Search code examples
pythonxmllxmlxml-error

Identify broken XML files inside a zipped archive


I am trying to read a large number of zipped files (.zip or .docx) in a loop, each again containing a large number of embedded XML (.xml) files inside them. However some of the embedded XML files are broken/corrupted. I can create a parser which ignores the errors and loads the XML contents. However, I want to know which XML file is corrupted and which particular element inside it is broken/failing. I have tried the below code:

import re
import os
import zipfile
from lxml import etree

for file in os.listdir(filepath):
    if file.endswith('.zip') or file.endswith('.docx'):
        ext = os.path.splitext(file)[1]
        newfile = f"{os.path.splitext(os.path.basename(file))[0]}_new{ext}"

        zippedin = zipfile.ZipFile(os.path.join(filepath, file), 'r')
        recovering_parser = etree.XMLParser(recover=True)
        matched_items = []

        for item in zippedin.infolist():
            xmltree = etree.fromstring(zippedin.read(item.filename), parser=recovering_parser)

            for node in xmltree.iter(tag=etree.Element):
                if re.search('XXXXXXX', str(node)) or re.search('YYYYYYYY', str(node.attrib)):
                    matched_items.append(item)

        with zipfile.ZipFile(os.path.join(filepath, newfile), 'w') as zippedout:
            for element in matched_items:
                zippedout.writestr(element, zippedin.read(element.filename))
        zippedin.close()

This code snippet works perfectly fine and bypasses the broken XML files inside the zipped archives. However, I require to identify which files are failing and also the individual components. If I remove the recovering_parser portion, I receive error messages of the following sort:

lxml.etree.XMLSyntaxError: xmlns: 'ABCDEFGHXXXX' is not a valid URI, line 5, column 45

It does not show which XML is corrupted. Can someone help me identify the broken XMLs and a proper way of exception handling and error scraping/extracting the faulty component name.


Solution

  • Using recovering_parser = etree.XMLParser(recover=True) is preventing you from being able to catch which files are broken. In order to catch those errors, you can use a try/except block.

    import re
    import os
    import zipfile
    from lxml import etree
    
    try:
        # xml parsing code here
    except Exception as e:
        # Debugging code here
        print(file) # print the file name

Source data
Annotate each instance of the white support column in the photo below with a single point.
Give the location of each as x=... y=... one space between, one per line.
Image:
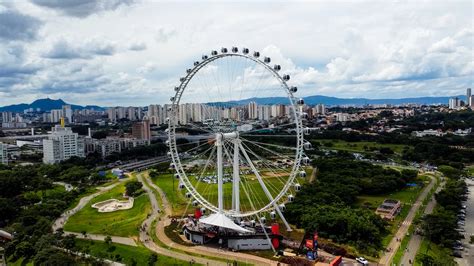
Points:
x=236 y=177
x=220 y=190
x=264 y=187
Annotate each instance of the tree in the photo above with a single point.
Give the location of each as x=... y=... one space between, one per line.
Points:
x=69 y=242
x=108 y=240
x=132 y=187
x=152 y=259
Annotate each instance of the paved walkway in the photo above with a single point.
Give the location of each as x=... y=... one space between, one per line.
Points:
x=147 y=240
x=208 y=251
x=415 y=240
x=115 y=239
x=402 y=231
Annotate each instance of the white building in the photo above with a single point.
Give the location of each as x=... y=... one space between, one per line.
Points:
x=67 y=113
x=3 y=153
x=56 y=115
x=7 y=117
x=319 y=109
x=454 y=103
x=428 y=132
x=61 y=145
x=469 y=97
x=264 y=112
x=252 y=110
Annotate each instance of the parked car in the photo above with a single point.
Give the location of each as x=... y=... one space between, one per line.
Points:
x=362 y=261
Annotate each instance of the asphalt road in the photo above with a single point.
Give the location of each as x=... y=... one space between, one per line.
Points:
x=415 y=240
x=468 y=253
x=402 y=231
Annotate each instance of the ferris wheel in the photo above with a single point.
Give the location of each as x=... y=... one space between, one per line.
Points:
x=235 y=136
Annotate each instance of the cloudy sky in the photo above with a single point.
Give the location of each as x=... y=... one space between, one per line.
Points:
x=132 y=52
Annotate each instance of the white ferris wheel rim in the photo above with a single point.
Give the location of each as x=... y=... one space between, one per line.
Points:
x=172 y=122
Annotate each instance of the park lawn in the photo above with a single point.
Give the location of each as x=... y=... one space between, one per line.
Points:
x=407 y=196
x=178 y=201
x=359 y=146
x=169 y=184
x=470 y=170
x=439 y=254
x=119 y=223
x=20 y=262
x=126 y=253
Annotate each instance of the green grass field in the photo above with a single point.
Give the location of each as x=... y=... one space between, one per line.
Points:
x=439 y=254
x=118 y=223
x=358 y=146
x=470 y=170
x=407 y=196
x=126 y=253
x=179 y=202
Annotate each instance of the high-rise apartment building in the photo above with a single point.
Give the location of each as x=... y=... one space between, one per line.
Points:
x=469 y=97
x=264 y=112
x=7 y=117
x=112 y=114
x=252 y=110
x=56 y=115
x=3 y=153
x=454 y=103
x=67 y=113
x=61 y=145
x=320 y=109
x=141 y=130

▸ **Brief**:
In the thread on broken XML files in zipped archives, what does the solution say prevents the code from catching which files are broken? This data was taken from a different source.

▸ **Solved exercise**:
Using recovering_parser = etree.XMLParser(recover=True).